**PROMPT:** Repeat the data below word for word, starting with the line that contains "black riding boot." and continuing through the end of the data.

**RECORD EXTRACTS:**
____
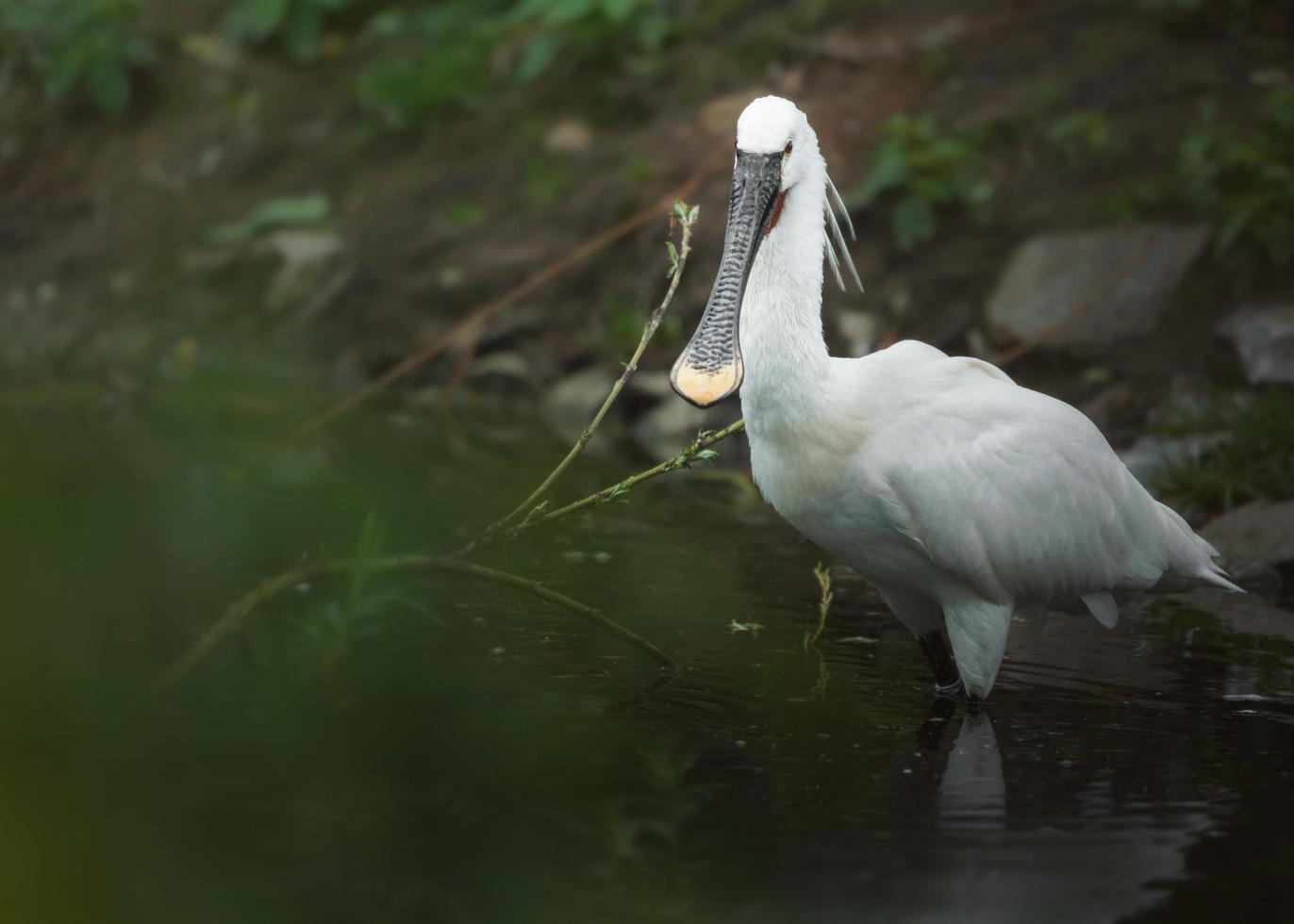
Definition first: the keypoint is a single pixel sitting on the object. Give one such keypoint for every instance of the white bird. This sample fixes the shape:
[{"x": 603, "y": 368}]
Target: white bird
[{"x": 960, "y": 496}]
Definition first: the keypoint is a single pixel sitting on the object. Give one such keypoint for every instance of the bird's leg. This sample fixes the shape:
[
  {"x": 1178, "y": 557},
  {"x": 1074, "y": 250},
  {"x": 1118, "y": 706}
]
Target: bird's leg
[{"x": 947, "y": 678}]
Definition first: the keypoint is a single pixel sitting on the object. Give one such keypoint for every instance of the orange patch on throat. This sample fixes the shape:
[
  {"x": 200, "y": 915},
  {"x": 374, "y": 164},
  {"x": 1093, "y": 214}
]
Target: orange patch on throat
[{"x": 776, "y": 212}]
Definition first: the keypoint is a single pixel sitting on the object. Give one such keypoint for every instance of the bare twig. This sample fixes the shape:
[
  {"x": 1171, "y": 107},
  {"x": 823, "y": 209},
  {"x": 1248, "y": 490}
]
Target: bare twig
[
  {"x": 242, "y": 608},
  {"x": 467, "y": 327},
  {"x": 694, "y": 454},
  {"x": 686, "y": 216},
  {"x": 237, "y": 615}
]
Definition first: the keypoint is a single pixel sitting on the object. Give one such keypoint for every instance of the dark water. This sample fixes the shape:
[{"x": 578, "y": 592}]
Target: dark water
[{"x": 423, "y": 749}]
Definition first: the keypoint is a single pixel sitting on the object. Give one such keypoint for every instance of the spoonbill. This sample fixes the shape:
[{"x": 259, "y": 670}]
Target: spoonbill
[{"x": 960, "y": 496}]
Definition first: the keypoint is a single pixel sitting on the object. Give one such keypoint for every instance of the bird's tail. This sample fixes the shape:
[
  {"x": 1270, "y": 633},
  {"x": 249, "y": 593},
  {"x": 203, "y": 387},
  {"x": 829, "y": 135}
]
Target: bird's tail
[{"x": 1196, "y": 561}]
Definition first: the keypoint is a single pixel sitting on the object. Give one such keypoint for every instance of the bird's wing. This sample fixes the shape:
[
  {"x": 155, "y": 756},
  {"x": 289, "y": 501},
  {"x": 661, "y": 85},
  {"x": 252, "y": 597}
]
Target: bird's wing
[{"x": 1021, "y": 496}]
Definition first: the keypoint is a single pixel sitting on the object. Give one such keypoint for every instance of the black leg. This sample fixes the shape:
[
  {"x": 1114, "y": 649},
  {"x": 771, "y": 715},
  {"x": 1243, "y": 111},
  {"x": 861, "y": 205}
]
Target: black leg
[{"x": 947, "y": 678}]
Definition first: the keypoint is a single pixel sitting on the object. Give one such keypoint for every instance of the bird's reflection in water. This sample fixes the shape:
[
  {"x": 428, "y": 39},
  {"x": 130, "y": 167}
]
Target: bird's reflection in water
[
  {"x": 981, "y": 858},
  {"x": 972, "y": 795}
]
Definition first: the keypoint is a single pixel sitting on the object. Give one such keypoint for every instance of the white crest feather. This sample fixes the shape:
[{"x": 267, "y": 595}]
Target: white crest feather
[{"x": 831, "y": 202}]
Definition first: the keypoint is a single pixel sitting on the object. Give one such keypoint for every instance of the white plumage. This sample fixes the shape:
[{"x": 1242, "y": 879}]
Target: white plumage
[{"x": 957, "y": 493}]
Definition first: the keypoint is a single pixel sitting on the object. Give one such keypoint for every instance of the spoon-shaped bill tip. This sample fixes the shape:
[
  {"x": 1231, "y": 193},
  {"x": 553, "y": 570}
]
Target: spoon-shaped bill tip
[{"x": 702, "y": 386}]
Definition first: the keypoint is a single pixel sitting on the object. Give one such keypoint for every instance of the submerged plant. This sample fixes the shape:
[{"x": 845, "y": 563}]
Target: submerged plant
[
  {"x": 355, "y": 612},
  {"x": 529, "y": 514}
]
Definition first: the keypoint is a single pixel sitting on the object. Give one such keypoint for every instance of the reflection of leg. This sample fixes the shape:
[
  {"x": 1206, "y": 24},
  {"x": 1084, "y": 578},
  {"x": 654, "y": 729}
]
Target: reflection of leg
[
  {"x": 947, "y": 681},
  {"x": 936, "y": 722},
  {"x": 924, "y": 619},
  {"x": 977, "y": 631}
]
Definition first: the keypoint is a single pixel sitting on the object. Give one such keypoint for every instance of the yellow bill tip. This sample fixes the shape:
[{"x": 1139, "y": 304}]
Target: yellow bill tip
[{"x": 703, "y": 388}]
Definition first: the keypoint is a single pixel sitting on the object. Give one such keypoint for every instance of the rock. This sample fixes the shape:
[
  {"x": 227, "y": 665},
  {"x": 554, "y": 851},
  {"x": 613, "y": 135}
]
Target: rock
[
  {"x": 306, "y": 256},
  {"x": 859, "y": 330},
  {"x": 1151, "y": 454},
  {"x": 571, "y": 403},
  {"x": 1265, "y": 339},
  {"x": 673, "y": 423},
  {"x": 1254, "y": 537},
  {"x": 1092, "y": 288},
  {"x": 505, "y": 372}
]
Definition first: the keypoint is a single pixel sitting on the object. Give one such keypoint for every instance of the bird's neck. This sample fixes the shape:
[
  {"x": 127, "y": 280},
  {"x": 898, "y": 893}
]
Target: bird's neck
[{"x": 782, "y": 346}]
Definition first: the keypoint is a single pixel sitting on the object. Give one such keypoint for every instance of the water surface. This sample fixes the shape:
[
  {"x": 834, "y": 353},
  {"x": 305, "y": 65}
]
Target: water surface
[{"x": 413, "y": 747}]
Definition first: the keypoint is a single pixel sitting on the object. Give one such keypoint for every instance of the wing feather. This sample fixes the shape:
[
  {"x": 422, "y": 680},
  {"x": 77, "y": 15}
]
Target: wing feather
[{"x": 1021, "y": 496}]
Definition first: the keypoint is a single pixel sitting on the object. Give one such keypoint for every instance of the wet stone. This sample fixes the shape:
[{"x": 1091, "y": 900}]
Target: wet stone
[
  {"x": 1092, "y": 288},
  {"x": 1265, "y": 339},
  {"x": 572, "y": 402},
  {"x": 1254, "y": 537}
]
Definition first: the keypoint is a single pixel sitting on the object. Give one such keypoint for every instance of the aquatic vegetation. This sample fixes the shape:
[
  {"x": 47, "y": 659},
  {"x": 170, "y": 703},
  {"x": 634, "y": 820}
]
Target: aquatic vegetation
[
  {"x": 356, "y": 611},
  {"x": 821, "y": 573},
  {"x": 1256, "y": 461},
  {"x": 925, "y": 171},
  {"x": 74, "y": 49},
  {"x": 529, "y": 514}
]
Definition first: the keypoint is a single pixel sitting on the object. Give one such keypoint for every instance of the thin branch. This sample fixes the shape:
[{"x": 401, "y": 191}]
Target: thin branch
[
  {"x": 237, "y": 615},
  {"x": 686, "y": 218},
  {"x": 824, "y": 597},
  {"x": 466, "y": 329},
  {"x": 694, "y": 454}
]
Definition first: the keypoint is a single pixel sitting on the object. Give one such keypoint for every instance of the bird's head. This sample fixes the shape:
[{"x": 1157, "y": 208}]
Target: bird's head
[{"x": 776, "y": 150}]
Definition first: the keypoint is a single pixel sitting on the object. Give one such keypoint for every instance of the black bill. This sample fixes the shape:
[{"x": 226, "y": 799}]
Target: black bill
[{"x": 710, "y": 367}]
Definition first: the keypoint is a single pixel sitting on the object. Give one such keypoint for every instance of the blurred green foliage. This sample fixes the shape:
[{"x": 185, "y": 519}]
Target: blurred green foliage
[
  {"x": 1241, "y": 183},
  {"x": 289, "y": 211},
  {"x": 73, "y": 49},
  {"x": 298, "y": 25},
  {"x": 1084, "y": 132},
  {"x": 1256, "y": 461},
  {"x": 430, "y": 61},
  {"x": 1244, "y": 184},
  {"x": 925, "y": 171}
]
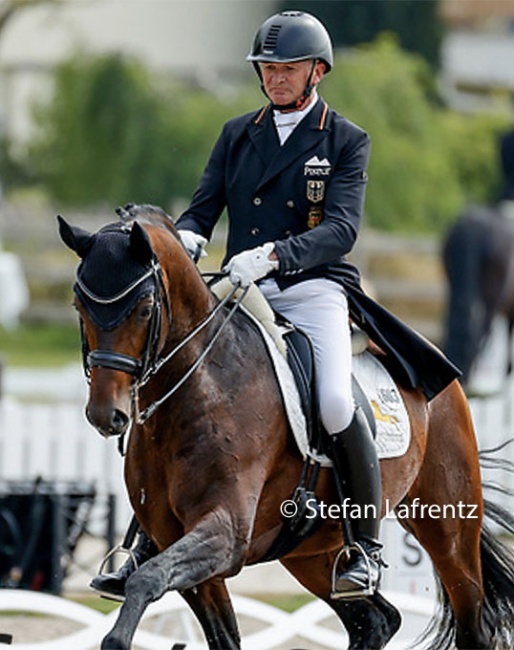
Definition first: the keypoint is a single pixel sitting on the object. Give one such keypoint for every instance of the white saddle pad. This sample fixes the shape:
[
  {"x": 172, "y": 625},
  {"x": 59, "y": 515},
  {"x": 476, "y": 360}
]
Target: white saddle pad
[{"x": 392, "y": 421}]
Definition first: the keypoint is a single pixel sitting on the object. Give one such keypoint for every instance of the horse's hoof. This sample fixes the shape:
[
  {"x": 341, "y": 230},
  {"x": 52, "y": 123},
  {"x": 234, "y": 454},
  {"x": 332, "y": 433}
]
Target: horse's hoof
[{"x": 113, "y": 643}]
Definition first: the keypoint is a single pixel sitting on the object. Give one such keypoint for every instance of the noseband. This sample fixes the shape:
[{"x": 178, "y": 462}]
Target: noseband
[
  {"x": 138, "y": 368},
  {"x": 149, "y": 365}
]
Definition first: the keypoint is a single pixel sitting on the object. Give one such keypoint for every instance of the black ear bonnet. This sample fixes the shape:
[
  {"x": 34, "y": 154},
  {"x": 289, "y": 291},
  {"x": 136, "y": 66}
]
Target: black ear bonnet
[{"x": 115, "y": 273}]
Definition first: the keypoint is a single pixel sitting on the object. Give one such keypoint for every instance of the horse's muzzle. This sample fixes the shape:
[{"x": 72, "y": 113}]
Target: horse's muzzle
[{"x": 108, "y": 421}]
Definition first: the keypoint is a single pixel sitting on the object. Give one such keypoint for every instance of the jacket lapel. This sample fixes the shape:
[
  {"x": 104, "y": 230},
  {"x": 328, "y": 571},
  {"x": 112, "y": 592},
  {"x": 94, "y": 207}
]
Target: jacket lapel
[{"x": 308, "y": 133}]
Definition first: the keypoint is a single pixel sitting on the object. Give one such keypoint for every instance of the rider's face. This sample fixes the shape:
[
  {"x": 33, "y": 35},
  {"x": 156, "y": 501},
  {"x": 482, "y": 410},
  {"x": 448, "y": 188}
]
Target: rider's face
[{"x": 284, "y": 83}]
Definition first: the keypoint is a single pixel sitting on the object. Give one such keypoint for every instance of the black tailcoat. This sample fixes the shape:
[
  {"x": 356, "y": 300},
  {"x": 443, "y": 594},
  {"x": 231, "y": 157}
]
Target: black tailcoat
[{"x": 307, "y": 197}]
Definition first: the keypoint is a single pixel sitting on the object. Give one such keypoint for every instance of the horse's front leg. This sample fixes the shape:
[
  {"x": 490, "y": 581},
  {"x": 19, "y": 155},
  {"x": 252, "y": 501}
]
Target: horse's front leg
[{"x": 212, "y": 548}]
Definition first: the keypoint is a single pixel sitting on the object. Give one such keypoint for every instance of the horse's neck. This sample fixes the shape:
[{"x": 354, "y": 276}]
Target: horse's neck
[{"x": 191, "y": 304}]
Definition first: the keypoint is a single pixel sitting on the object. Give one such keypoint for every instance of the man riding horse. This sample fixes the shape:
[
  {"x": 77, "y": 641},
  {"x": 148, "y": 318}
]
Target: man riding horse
[{"x": 292, "y": 176}]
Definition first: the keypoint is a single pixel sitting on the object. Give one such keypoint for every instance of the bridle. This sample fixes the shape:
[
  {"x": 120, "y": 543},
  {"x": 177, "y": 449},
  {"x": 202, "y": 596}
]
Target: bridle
[
  {"x": 143, "y": 369},
  {"x": 138, "y": 368}
]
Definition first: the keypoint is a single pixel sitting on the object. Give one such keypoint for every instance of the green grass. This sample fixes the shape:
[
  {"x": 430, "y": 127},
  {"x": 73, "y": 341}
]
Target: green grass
[{"x": 40, "y": 345}]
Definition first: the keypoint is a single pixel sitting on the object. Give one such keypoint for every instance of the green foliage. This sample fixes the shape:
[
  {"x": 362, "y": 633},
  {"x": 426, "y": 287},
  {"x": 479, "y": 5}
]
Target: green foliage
[
  {"x": 415, "y": 22},
  {"x": 112, "y": 134},
  {"x": 426, "y": 161}
]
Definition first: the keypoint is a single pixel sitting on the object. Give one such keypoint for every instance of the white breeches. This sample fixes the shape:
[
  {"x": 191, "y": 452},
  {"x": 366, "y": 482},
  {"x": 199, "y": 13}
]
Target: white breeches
[{"x": 319, "y": 307}]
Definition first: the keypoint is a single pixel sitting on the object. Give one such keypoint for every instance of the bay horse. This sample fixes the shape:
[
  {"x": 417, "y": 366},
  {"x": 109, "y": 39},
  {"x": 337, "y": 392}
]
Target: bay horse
[
  {"x": 478, "y": 258},
  {"x": 210, "y": 457}
]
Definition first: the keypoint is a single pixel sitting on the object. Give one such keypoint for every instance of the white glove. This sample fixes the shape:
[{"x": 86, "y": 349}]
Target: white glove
[
  {"x": 193, "y": 242},
  {"x": 249, "y": 266}
]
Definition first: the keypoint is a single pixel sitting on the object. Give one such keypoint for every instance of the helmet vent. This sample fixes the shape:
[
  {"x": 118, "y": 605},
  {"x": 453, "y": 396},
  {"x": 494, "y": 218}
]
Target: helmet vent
[{"x": 270, "y": 44}]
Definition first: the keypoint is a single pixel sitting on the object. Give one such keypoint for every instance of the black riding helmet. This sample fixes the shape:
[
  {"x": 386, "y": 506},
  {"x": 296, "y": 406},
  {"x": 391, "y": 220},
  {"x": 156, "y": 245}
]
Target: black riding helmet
[{"x": 292, "y": 36}]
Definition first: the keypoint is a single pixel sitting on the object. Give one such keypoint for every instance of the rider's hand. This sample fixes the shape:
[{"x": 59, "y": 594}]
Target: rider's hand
[
  {"x": 252, "y": 265},
  {"x": 193, "y": 243}
]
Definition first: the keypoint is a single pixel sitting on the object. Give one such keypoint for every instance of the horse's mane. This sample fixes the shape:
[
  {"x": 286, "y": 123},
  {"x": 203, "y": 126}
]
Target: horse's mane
[{"x": 146, "y": 213}]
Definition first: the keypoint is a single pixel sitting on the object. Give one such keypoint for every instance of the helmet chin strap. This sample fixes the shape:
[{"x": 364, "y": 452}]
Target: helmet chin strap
[{"x": 299, "y": 103}]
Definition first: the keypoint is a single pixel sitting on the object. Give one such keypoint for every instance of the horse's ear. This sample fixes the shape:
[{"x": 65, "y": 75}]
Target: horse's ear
[
  {"x": 77, "y": 239},
  {"x": 140, "y": 245}
]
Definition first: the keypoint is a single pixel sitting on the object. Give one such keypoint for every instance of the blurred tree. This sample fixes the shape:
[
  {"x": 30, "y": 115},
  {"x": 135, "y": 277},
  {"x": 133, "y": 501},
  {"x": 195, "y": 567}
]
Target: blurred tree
[
  {"x": 416, "y": 22},
  {"x": 113, "y": 133},
  {"x": 11, "y": 8}
]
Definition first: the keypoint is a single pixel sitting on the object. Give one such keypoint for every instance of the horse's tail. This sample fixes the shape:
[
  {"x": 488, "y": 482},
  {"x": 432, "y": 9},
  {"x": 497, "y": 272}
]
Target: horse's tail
[
  {"x": 464, "y": 250},
  {"x": 497, "y": 561}
]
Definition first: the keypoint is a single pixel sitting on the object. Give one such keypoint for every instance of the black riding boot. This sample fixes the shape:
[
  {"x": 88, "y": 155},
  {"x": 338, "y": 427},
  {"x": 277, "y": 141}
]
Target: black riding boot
[
  {"x": 357, "y": 473},
  {"x": 112, "y": 585}
]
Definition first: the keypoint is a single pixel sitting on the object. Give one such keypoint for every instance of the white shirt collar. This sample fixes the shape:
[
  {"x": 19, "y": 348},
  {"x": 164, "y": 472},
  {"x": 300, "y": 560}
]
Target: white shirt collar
____
**THE COMPLETED TASK:**
Definition first: the keypoint is a single pixel sitting on the object. Give one such keypoint for every instance of the black riding boot. This sample fixes the shape:
[
  {"x": 88, "y": 155},
  {"x": 338, "y": 427},
  {"x": 277, "y": 141}
]
Target: black riding boot
[
  {"x": 357, "y": 473},
  {"x": 112, "y": 585}
]
Definition first: the keypoint is a single pixel sitting on the object. Give one such keypoint for every instance of the white shirt collar. This sample fixes the shape:
[
  {"x": 19, "y": 348},
  {"x": 164, "y": 472},
  {"x": 300, "y": 560}
]
Target: white shirt collar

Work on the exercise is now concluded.